:: ENTRIES SUPPLIED ::

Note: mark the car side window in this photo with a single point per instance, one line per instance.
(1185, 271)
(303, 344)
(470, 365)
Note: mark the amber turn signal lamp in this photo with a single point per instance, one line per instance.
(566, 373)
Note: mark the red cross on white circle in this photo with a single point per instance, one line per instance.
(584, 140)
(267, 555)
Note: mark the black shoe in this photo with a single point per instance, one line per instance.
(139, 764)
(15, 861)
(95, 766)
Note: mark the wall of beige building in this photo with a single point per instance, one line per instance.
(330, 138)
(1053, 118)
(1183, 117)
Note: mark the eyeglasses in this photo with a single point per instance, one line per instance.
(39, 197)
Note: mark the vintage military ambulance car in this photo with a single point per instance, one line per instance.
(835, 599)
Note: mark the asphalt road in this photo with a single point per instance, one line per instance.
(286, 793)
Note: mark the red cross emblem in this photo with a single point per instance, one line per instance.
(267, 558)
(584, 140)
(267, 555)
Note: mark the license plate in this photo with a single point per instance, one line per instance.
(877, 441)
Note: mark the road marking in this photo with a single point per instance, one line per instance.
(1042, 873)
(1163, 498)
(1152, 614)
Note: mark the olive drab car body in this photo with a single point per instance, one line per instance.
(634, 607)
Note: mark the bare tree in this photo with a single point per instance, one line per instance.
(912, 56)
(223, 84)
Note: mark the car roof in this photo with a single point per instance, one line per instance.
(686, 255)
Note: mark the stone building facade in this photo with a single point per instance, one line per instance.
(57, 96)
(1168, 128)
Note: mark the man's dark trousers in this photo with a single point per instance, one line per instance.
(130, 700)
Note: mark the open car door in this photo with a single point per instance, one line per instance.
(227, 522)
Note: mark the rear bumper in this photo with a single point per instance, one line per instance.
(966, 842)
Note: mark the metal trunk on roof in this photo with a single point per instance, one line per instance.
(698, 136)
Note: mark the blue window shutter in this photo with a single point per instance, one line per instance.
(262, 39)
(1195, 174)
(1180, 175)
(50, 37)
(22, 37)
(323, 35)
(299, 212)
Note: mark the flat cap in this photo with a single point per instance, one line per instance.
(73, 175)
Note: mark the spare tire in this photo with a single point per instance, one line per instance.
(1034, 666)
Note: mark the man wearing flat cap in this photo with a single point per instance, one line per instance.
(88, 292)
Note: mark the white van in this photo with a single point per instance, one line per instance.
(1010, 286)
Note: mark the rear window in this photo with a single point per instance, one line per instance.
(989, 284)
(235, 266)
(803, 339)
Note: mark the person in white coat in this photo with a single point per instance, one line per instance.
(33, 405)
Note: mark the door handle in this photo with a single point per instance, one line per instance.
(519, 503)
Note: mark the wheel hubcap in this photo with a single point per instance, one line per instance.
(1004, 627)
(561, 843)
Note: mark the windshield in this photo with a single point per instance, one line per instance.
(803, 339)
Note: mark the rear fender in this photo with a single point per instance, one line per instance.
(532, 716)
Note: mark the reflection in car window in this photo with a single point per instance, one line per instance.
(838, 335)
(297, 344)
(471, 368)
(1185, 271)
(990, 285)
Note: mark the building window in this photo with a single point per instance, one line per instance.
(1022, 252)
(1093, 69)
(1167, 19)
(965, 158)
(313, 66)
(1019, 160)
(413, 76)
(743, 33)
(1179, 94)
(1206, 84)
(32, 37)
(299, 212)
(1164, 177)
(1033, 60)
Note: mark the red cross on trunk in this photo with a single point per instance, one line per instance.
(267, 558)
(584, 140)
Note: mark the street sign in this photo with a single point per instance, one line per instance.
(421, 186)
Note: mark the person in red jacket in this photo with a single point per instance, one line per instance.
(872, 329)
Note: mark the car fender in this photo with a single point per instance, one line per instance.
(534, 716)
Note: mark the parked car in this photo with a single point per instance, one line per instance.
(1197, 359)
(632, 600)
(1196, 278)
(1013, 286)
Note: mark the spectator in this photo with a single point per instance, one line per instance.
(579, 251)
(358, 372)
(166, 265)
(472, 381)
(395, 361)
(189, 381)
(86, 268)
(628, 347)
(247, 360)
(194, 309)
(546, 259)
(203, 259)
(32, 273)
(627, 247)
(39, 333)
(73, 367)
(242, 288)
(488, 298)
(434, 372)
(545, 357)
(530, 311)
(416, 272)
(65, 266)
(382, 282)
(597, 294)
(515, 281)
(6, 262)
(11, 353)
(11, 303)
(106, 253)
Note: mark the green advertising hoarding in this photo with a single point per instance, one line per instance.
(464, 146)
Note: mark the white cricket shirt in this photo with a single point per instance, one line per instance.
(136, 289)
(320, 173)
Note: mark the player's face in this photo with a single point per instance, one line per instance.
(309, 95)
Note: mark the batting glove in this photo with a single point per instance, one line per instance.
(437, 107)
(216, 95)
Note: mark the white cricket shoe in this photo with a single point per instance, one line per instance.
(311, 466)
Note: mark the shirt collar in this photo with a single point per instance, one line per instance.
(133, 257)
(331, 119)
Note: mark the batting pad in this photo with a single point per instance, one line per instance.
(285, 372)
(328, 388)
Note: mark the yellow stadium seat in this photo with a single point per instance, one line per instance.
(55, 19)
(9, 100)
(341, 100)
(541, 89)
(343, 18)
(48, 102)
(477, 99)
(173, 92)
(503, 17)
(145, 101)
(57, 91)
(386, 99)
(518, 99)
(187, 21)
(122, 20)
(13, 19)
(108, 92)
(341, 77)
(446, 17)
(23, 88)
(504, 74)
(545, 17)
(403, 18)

:::

Each record above should be restated word for word.

RESULT FOR THIS EXERCISE
Note: mark the car side window in this photo with a single point per instance, one line per instance.
(1185, 271)
(303, 344)
(470, 365)
Note: mark the amber turn signal lamp in this photo with a single point per instance, one line per instance.
(566, 373)
Note: mark the red cross on white circle in this photo with a single point per instance, one line per instance.
(584, 140)
(267, 555)
Note: mark the black shoe in this photo with a single point per instance, one line per instance.
(139, 764)
(15, 861)
(95, 766)
Note: mark the wall of beige building in this photo with a single point per instance, one line per instance.
(330, 138)
(1053, 118)
(1183, 117)
Note: mark the eyeglasses in this photo with a single point per instance, one line per instance.
(39, 197)
Note: mark the vintage military ambulance car in this photo with a single point per instance, one line per instance.
(835, 599)
Note: mark the asphalt road in this photo with a single point per instance, one line per instance.
(286, 793)
Note: mark the red cross emblem in this photo with a single point per instance, one line per instance.
(267, 558)
(584, 140)
(267, 555)
Note: mark the license plate in this photo with a single point per instance, one line per instance.
(877, 441)
Note: mark the road marking in this photo with a single point per instance, one line per instance.
(1042, 873)
(1163, 498)
(1152, 614)
Note: mark the olive drab car body in this photo with a single point per instance, one line per instance.
(634, 607)
Note: mark the bare tree in this photo with a single point per instance, one line per instance.
(912, 56)
(223, 84)
Note: mark the car roof in this photo with a single point per instance, one line per instance.
(686, 255)
Note: mark the stone building facade in this photo with a single point per instance, one line per instance.
(57, 96)
(1168, 128)
Note: mark the man's dark trousers in this photo with a single point per instance, one line per instance.
(130, 700)
Note: mark the open car door in this photo with a single point per instance, one line per instance.
(227, 522)
Note: mark the rear bumper in this photo with a single point per instance, one line per instance.
(966, 842)
Note: mark the metal trunk on roof in this photo with a single point per instance, one line per instance.
(698, 136)
Note: mark the blue window shutter in this photo with a single point per instance, one line per instance.
(262, 39)
(1195, 174)
(1180, 175)
(50, 37)
(22, 37)
(323, 35)
(299, 212)
Note: mark the flat cap in this photo with a single point per instance, one line per instance.
(73, 175)
Note: mark the spare tire in this photo with a single point per instance, one line per instance.
(1034, 666)
Note: mark the man wearing flat cap in this photo with a single point per instance, one line per instance.
(88, 292)
Note: mark the white van in this photo with a single point per instance, one line per instance.
(1010, 286)
Note: mark the rear window in this photo with a single point per instance, one line per instance.
(989, 284)
(235, 266)
(803, 339)
Note: mark the person in white coat in this photo with a single point per instance, one line per instance.
(33, 405)
Note: mark the door handle in this photo with a single point per instance, one line per instance.
(519, 503)
Note: mark the wheel hubcap in this photo with a single point per instance, one line per instance.
(1004, 627)
(561, 843)
Note: mark the windshield in this photo with a single point per instance, one line per instance.
(803, 339)
Note: mark the rear fender in this photo with a single point per instance, one line per instance.
(532, 716)
Note: mark the reflection in car window in this photo with a single point per instance, one line per instance.
(838, 335)
(297, 344)
(471, 368)
(1185, 271)
(990, 285)
Note: mark the building window in this photo with a single point per instance, one line per instance.
(1022, 252)
(1093, 69)
(1167, 19)
(965, 158)
(313, 66)
(1019, 160)
(413, 76)
(743, 33)
(1179, 94)
(1206, 84)
(32, 37)
(299, 212)
(1164, 177)
(1033, 60)
Note: mark the red cross on trunk in this photo with a single point per instance, one line per instance.
(267, 558)
(584, 140)
Note: mark the street sign in this photo with a single point per instance, one line per instance.
(421, 186)
Note: mark the person in red jacket in this photo with a single point per instance, one line per instance.
(872, 329)
Note: mark the car fender in this photo with a single point per instance, one line per instance.
(534, 716)
Note: mark the parked car in this photo with a single point per instance, one line per instance.
(1197, 359)
(632, 600)
(1196, 278)
(1013, 286)
Note: mark the spectator in this photo with a single point per instance, one line per instance.
(579, 251)
(358, 372)
(166, 265)
(472, 381)
(395, 361)
(189, 381)
(86, 268)
(628, 347)
(247, 360)
(194, 309)
(546, 259)
(203, 259)
(32, 273)
(627, 247)
(39, 333)
(73, 367)
(242, 288)
(488, 298)
(434, 372)
(545, 357)
(530, 311)
(416, 272)
(65, 266)
(382, 282)
(597, 294)
(515, 281)
(6, 262)
(11, 353)
(11, 303)
(106, 253)
Note: mark the green advertising hoarding in this photo with a single point per instance, one line per instance.
(464, 146)
Note: mark the white cricket shirt in this photo with a single point per instance, one line per instance.
(136, 289)
(320, 173)
Note: mark the player's face in this photo with a single point per instance, one line per instance.
(309, 95)
Note: mark the batting glove in this photo with a single point per instance, one line per instance.
(437, 107)
(216, 95)
Note: mark the white cricket shoe in this photo with a single point per instance, one line per instance.
(311, 466)
Note: mark the shirt collar in this photo with a single point per instance, one line per instance.
(133, 257)
(331, 119)
Note: mark the batting pad in this photo with a single point per instance, one line per instance.
(285, 372)
(328, 388)
Note: mark the yellow stadium seat in this photo with a single point per instance, one line per instance.
(55, 19)
(9, 100)
(341, 100)
(541, 89)
(343, 18)
(48, 102)
(477, 99)
(173, 92)
(503, 17)
(145, 101)
(57, 91)
(386, 99)
(518, 99)
(187, 21)
(122, 20)
(13, 19)
(108, 92)
(341, 77)
(446, 17)
(23, 88)
(504, 74)
(545, 17)
(403, 18)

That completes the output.